Could this hazard, condition or activity reasonably be expected to be a serious threat?

(iii) Will the threat to life or health exist before the hazard or condition can be corrected or the activity altered?

[203] As enunciated by the appeals officer in Brink's Canada Limited, “the first question then is to identify the ‘hazard, condition or activity’ that is alleged to be a threat to the life or health” of employees, and here I use the plural since I have already pointed out above that because this case has not originated with a refusal to work by an employee, the question to be addressed here is devoid of any specific or personal circumstances, and thus what is sought by the appellant is a finding of general application, what I could describe as a blanket finding, that would apply to the whole “P” series fleet at Garda's and the employees assigned to it.

[204] This finding or declaration of “danger” that is sought by the appellant would be arrived at in light of a common acceptance by both parties that the work or business of cash transportation involves some inherent risk of violence, that being robbery or attempted robbery effectuated through various means, including the use of firearms, but with no specificity of circumstances, thus putting this general risk at the level of the potential or possible, not the probable.
++++++++++
**THE EXERCISE:** In the ruling excerpt above, which fleet would the appellant's blanket finding cover? Please answer in one sentence.

**DATASET CONTENT:**
++++++++++
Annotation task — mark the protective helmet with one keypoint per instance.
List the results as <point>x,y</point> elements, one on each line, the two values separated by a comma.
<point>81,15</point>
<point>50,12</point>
++++++++++
**SOLUTION TO THIS EXERCISE:** It would cover the whole "P" series fleet at Garda's and the employees assigned to it.